⟨

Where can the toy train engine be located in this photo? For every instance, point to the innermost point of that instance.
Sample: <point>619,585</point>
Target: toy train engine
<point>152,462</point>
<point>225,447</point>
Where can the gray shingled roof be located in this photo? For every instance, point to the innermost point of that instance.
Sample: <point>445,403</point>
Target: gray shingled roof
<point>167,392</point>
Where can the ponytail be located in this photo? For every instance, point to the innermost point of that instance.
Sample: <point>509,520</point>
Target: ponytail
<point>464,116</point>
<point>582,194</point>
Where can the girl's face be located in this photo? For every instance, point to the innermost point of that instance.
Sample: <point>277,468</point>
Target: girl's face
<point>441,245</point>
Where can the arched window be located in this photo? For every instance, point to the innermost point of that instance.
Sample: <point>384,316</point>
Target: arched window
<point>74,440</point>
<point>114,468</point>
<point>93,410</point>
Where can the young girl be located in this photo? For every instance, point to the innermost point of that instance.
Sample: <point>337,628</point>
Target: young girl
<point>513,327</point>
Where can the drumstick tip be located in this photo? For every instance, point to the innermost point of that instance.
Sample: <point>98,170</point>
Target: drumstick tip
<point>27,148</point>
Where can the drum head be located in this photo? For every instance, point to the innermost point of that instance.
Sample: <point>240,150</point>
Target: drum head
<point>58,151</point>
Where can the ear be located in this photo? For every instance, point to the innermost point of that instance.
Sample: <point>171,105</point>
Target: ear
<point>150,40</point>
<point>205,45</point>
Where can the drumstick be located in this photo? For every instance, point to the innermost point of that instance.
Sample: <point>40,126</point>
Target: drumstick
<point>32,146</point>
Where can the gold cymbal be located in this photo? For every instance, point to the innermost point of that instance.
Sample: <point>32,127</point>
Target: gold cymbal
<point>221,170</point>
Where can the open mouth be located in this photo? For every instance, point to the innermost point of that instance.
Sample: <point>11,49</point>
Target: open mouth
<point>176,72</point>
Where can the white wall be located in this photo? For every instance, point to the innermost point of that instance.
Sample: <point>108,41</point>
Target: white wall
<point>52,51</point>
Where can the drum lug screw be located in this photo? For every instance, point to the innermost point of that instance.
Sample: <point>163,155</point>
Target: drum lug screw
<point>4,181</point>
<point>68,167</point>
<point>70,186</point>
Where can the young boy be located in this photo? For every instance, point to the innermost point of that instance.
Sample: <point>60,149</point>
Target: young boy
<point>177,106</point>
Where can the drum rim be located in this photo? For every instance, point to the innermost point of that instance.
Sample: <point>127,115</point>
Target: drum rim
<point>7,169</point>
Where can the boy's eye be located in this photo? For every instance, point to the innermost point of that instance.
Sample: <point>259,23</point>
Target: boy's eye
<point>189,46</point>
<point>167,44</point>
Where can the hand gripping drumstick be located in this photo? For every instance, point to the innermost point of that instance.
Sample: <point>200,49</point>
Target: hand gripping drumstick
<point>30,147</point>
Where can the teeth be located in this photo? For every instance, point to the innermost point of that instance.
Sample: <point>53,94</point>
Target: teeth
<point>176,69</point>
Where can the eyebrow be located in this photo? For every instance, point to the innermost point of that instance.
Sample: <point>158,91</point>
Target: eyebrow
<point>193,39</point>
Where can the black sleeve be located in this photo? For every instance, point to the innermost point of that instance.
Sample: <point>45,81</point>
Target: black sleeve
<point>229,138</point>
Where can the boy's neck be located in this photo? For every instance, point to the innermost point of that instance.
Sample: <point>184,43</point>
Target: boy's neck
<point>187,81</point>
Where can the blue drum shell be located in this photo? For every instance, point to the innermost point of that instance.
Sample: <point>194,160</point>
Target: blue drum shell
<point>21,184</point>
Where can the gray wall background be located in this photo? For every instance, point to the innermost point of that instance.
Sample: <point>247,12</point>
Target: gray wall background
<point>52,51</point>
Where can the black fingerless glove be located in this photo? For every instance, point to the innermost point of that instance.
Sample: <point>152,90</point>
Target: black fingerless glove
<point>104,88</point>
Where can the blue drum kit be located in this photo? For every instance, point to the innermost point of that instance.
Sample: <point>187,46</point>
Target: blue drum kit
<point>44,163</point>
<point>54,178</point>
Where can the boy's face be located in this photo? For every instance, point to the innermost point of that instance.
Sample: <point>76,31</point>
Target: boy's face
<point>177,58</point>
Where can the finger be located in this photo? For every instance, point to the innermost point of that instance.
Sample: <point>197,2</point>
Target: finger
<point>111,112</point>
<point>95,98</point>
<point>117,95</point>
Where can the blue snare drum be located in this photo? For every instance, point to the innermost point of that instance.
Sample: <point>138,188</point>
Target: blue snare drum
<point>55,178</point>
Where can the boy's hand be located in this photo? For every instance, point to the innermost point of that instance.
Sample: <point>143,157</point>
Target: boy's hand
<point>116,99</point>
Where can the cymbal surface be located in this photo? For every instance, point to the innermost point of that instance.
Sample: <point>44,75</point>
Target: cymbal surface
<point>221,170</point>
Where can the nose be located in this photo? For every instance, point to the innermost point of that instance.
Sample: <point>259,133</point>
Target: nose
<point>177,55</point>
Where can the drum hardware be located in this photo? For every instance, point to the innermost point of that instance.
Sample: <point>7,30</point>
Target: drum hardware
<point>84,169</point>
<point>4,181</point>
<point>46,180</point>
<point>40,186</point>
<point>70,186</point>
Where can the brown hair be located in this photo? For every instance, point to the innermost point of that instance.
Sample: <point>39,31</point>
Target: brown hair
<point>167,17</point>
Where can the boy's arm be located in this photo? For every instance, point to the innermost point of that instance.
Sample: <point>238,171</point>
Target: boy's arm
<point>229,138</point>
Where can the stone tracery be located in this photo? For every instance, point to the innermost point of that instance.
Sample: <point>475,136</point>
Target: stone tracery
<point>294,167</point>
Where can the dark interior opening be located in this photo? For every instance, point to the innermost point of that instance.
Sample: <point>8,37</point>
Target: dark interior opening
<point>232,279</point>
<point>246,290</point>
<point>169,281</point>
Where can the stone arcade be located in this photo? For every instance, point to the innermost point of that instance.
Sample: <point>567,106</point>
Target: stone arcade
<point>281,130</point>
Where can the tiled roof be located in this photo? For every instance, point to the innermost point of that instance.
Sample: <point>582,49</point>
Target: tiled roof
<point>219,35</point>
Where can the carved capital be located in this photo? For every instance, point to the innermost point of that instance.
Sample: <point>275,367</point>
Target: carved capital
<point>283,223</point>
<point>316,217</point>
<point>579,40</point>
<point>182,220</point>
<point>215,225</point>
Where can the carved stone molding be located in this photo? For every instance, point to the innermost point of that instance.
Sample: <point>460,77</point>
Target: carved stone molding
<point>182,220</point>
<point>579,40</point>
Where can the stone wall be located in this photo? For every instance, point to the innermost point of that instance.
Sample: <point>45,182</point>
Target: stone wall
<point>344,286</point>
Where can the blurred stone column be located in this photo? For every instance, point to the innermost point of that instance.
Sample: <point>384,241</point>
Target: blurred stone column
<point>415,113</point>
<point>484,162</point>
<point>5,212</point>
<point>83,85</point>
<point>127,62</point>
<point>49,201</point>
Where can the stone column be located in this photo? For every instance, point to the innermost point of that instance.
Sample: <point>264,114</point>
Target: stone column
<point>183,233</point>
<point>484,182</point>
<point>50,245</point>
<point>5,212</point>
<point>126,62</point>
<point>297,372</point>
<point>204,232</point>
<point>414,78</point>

⟩

[Exercise objective]
Please copy out every row above word for word, changing nothing.

[Exercise result]
Where can the toy train engine be located in this photo? For every instance, point to the innermost point of that instance.
Sample: <point>619,585</point>
Target: toy train engine
<point>152,462</point>
<point>225,447</point>
Where can the gray shingled roof be located in this photo? For every instance, point to the innermost point of that instance.
Sample: <point>445,403</point>
Target: gray shingled roof
<point>167,392</point>
Where can the ponytail be located in this photo? For every instance, point to the innermost point of that instance.
Sample: <point>509,520</point>
Target: ponytail
<point>464,116</point>
<point>582,194</point>
Where can the girl's face be located in this photo? For every instance, point to the innermost point of that instance.
Sample: <point>277,468</point>
Target: girl's face
<point>441,245</point>
Where can the arched window be located in this photo? For every instance, point to the innermost point of that instance.
Sample: <point>384,316</point>
Target: arched window
<point>74,440</point>
<point>114,468</point>
<point>93,410</point>
Where can the young girl be located in this photo? For every instance, point to the innermost point of that instance.
Sample: <point>337,628</point>
Target: young girl
<point>513,327</point>
Where can the drumstick tip be located in this photo? For every instance, point to the innermost point of that instance.
Sample: <point>98,170</point>
Target: drumstick tip
<point>27,148</point>
Where can the drum head be located in this photo? For every instance, point to the innermost point of that instance.
Sample: <point>240,150</point>
Target: drum head
<point>58,151</point>
Where can the ear be located in this photo? For every instance, point to the innermost point of that instance.
Sample: <point>171,105</point>
Target: ear
<point>150,40</point>
<point>205,45</point>
Where can the drumstick be located in this photo? For every instance, point to the innermost point of that instance.
Sample: <point>40,126</point>
Target: drumstick
<point>32,146</point>
Where can the gold cymbal be located in this photo? For every instance, point to the innermost point of that instance.
Sample: <point>32,127</point>
Target: gold cymbal
<point>221,170</point>
Where can the open mouth be located in this photo? For every instance, point to the innermost point of that instance.
Sample: <point>11,49</point>
Target: open mouth
<point>176,72</point>
Where can the white wall be located in this photo? For every instance, point to the innermost point of that instance.
Sample: <point>108,41</point>
Target: white wall
<point>52,51</point>
Where can the drum lug screw be located in this photo? For every instance, point to the innermost point of that instance.
Sample: <point>163,155</point>
Target: drum lug screw
<point>4,181</point>
<point>68,167</point>
<point>70,186</point>
Where can the young boy be located in this photo? For every instance, point to the innermost point of that instance.
Sample: <point>60,149</point>
Target: young boy
<point>177,106</point>
Where can the drum rim be located in this photo? For every instance, point to the innermost point of that instance.
Sample: <point>127,115</point>
Target: drum rim
<point>7,169</point>
Where can the boy's eye be located in this photo? For every instance, point to the innermost point of that instance.
Sample: <point>259,23</point>
Target: boy's eye
<point>189,46</point>
<point>167,44</point>
Where can the hand gripping drumstick be located in this photo? For every instance, point to the innermost point of that instance.
Sample: <point>200,49</point>
Target: hand gripping drumstick
<point>30,147</point>
Where can the teeth be located in this photo? For every instance, point to the innermost point of that instance.
Sample: <point>53,94</point>
Target: teeth
<point>176,69</point>
Where can the eyebrow be located in this photo? For every instance, point to the innermost point of that instance.
Sample: <point>158,91</point>
Target: eyebrow
<point>193,39</point>
Where can the black sleeve be located in this photo? For every instance, point to the innermost point of that instance.
Sample: <point>45,81</point>
Target: black sleeve
<point>229,138</point>
Where can the boy's neck be located in this photo? For every instance, point to the innermost point of that instance.
Sample: <point>184,43</point>
Target: boy's neck
<point>187,81</point>
Where can the blue drum shell be located in this photo? For every instance, point to the innermost point of that instance.
Sample: <point>194,160</point>
Target: blue drum shell
<point>21,184</point>
Where can the gray wall background be located in this photo? For every instance, point to the innermost point of that instance.
Sample: <point>247,12</point>
Target: gray wall background
<point>52,51</point>
Where can the black fingerless glove be located in this photo? For every instance, point to the innermost point of that instance.
Sample: <point>152,90</point>
Target: black fingerless glove
<point>104,88</point>
Where can the blue drum kit be located in this photo? For every instance, point to the innermost point of that instance.
Sample: <point>187,46</point>
Target: blue drum kit
<point>44,163</point>
<point>54,178</point>
Where can the boy's face be located in this photo? For every instance, point to the innermost point of that instance.
Sample: <point>76,31</point>
Target: boy's face
<point>177,58</point>
Where can the finger be located in this photo? For every instance, point to the innermost point of that instance.
Sample: <point>197,2</point>
Target: finger
<point>111,112</point>
<point>95,98</point>
<point>117,95</point>
Where can the blue snare drum be located in this photo? For every instance, point to the innermost point of that instance.
Sample: <point>138,188</point>
Target: blue snare drum
<point>55,178</point>
Where can the boy's hand be located in this photo? For every instance, point to the innermost point of that instance.
Sample: <point>143,157</point>
Target: boy's hand
<point>116,99</point>
Where can the cymbal surface be located in this photo? For every instance, point to the innermost point of that instance.
Sample: <point>44,75</point>
Target: cymbal surface
<point>221,170</point>
Where can the nose be located in this photo? For every instance, point to the innermost point of that instance.
Sample: <point>259,133</point>
Target: nose
<point>177,55</point>
Where can the drum hardware be located in this photo? For every instance, point to the innermost point of that instance.
Sample: <point>7,30</point>
Target: drum hardware
<point>84,169</point>
<point>4,181</point>
<point>46,180</point>
<point>40,186</point>
<point>70,186</point>
Where can the brown hair be located in this photo? For every instance, point to the innermost point of that instance.
Sample: <point>39,31</point>
Target: brown hair
<point>167,17</point>
Where can the boy's arm be located in this photo? For every instance, point to the innermost point of that instance.
Sample: <point>238,171</point>
Target: boy's arm
<point>229,138</point>
Where can the stone tracery be located in this photo? For every instance, point to the innermost point of that instance.
Sample: <point>475,136</point>
Target: stone tracery
<point>294,167</point>
Where can the dark interior opening be located in this photo? For every instance, point to the innermost point of that instance.
Sample: <point>8,37</point>
Target: dark interior opening
<point>232,279</point>
<point>246,290</point>
<point>169,281</point>
Where can the stone arcade be located in this photo? For every instance, point to the innermost point of that instance.
Sample: <point>567,106</point>
Target: stone arcade
<point>281,130</point>
Where can the tiled roof be located in this photo? For every instance, point to the innermost point of that instance.
Sample: <point>582,49</point>
Target: tiled roof
<point>219,35</point>
Where can the carved capital be located in this photo? For every instance, point to the innermost point of that instance.
Sample: <point>275,367</point>
Target: carved capital
<point>283,223</point>
<point>316,217</point>
<point>579,40</point>
<point>182,220</point>
<point>215,225</point>
Where can the carved stone molding be located in this photo? For every instance, point to the innermost point of that instance.
Sample: <point>460,77</point>
Target: carved stone molding
<point>182,220</point>
<point>579,40</point>
Where can the stone wall be located in this photo? For every instance, point to the innermost point of that instance.
Sample: <point>45,182</point>
Target: stone wall
<point>344,286</point>
Where can the blurred stone column be located in this photo? For every instance, point to the innermost point of that instance.
Sample: <point>384,241</point>
Target: blurred stone column
<point>415,113</point>
<point>484,162</point>
<point>5,212</point>
<point>83,85</point>
<point>127,62</point>
<point>49,201</point>
Where can the stone column be located in this photo? For every instance, point to the innermost point of that instance.
Sample: <point>264,114</point>
Target: stone column
<point>183,233</point>
<point>484,182</point>
<point>50,245</point>
<point>5,212</point>
<point>126,62</point>
<point>297,372</point>
<point>204,232</point>
<point>414,78</point>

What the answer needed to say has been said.